Problem description: Return the records exactly as they are.

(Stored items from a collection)
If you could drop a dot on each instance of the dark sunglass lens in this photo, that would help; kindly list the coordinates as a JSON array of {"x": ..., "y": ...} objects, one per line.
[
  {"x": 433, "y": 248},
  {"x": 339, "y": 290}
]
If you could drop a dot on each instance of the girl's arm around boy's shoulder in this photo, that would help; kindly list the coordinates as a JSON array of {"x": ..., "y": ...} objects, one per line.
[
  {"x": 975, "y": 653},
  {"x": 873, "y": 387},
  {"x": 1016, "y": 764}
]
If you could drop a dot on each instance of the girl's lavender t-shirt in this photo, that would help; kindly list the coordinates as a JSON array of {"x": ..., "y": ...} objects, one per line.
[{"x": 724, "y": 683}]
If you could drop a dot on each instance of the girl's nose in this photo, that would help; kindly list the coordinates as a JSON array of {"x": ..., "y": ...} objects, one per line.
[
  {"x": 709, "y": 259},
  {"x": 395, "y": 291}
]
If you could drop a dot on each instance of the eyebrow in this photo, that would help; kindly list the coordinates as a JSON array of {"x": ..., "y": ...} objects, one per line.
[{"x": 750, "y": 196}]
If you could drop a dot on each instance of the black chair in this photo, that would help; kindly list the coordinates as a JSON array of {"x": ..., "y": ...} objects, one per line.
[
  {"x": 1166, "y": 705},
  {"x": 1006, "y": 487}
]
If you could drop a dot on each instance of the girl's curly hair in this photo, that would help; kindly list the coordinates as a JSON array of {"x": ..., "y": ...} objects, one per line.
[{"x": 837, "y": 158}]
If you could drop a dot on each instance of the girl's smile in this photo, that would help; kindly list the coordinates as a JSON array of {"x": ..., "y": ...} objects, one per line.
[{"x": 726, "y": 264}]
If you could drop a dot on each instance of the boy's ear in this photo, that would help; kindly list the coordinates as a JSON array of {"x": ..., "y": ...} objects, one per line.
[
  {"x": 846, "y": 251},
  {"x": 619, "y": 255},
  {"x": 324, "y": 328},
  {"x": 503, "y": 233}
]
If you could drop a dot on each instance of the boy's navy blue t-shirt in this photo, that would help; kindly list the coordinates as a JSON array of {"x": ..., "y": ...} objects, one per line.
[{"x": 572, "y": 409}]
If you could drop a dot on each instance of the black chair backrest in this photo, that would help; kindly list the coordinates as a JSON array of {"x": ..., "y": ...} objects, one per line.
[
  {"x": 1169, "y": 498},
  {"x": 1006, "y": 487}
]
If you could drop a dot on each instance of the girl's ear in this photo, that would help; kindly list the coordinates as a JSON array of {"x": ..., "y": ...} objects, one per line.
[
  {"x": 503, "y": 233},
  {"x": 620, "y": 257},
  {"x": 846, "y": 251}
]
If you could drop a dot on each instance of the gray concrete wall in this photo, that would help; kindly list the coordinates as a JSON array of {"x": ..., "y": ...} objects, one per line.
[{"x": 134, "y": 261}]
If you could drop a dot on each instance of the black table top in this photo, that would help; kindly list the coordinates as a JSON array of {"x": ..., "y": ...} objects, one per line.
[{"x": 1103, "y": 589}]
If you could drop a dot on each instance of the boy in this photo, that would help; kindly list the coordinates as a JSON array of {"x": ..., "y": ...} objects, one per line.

Result of this exercise:
If you could drop a dot on each instance of the dark sunglass lens in this photo, that would help; kindly list the coordinates as a JSON array of {"x": ..., "y": ...} objects, one per line.
[
  {"x": 433, "y": 248},
  {"x": 339, "y": 290}
]
If you could drop a dot on each instance of the girl's arm around boy's shoulder in this photo, that would help; kindly list the coordinates as a JSON array of {"x": ..., "y": ...} objects, one per line.
[
  {"x": 975, "y": 653},
  {"x": 873, "y": 387},
  {"x": 1016, "y": 764}
]
If you could drop a dot on each instance of the girl's lavender t-shirt in this photo, that would help; kindly list the coordinates as a JSON array of {"x": ..., "y": ...} objects, one per line.
[{"x": 724, "y": 683}]
If you could drop a dot on each instance of the girl's nose in this photo, that would help; kindly list the coordinates as a JSON array of {"x": ..., "y": ...} objects, one per line.
[
  {"x": 709, "y": 259},
  {"x": 395, "y": 291}
]
If you could drop a dot on each instance of the eyebrow in this photo, that would help; kindly list the coordinates as a JSON array of {"x": ..., "y": ...} objects, one per line.
[{"x": 750, "y": 196}]
If you could drop a dot on each instance of the black chair in this photo, that would help; kindly list the coordinates as a JSON array of {"x": ..., "y": ...} objects, one per line.
[
  {"x": 1166, "y": 705},
  {"x": 1006, "y": 487}
]
If you could drop a dot on each instance of the girl's curly hair in this photo, that would help; kindly list the coordinates as a JSON array of {"x": ..., "y": ...} objects, one per line.
[{"x": 837, "y": 158}]
If you could drop a dot on each instance of the girl's smile in this photo, that would help; kindly list the coordinates as a JSON array of {"x": ..., "y": ...} objects, one per line.
[{"x": 726, "y": 264}]
If you could drop a dot on each instance of the boy's ear in this photo, that would help; kindly list the coordinates as a JSON array of {"x": ..., "y": ...} objects, one per line.
[
  {"x": 846, "y": 251},
  {"x": 619, "y": 255},
  {"x": 324, "y": 328},
  {"x": 503, "y": 233}
]
If you could drop a dot on each instance of the boy's navy blue t-shirt in this photo, that would help; kindly list the coordinates as a JSON array of {"x": ..., "y": ...} objects, one per line.
[{"x": 572, "y": 409}]
If you could drop a dot on each instance of the black chair backrest in this photo, that would help; kindly list the coordinates as a JSON array of {"x": ..., "y": ...} objects, one per line.
[
  {"x": 1169, "y": 498},
  {"x": 1006, "y": 487}
]
If you could drop a dot on each instance of the girl's ear in this photo, that would help; kindly list the coordinates as a JSON array of {"x": ..., "y": ...} objects, one per line.
[
  {"x": 503, "y": 233},
  {"x": 620, "y": 257},
  {"x": 846, "y": 251}
]
If you could drop a dot on each instance of the gray concrete wall in this photo, that would help; kindly list the coordinates as a JSON array of {"x": ..., "y": ...} objects, one per line.
[{"x": 134, "y": 261}]
If you could drop a dot on each instance of the black table top in this photo, that would help; kindly list the coordinates as a JSON array of {"x": ..., "y": ...} objects, one per line.
[{"x": 1103, "y": 589}]
If you could drop a dot on each instance of the boy in this photo, that would help; kindly list the coordinates as a JSON array of {"x": ..., "y": ...} objects, one per line.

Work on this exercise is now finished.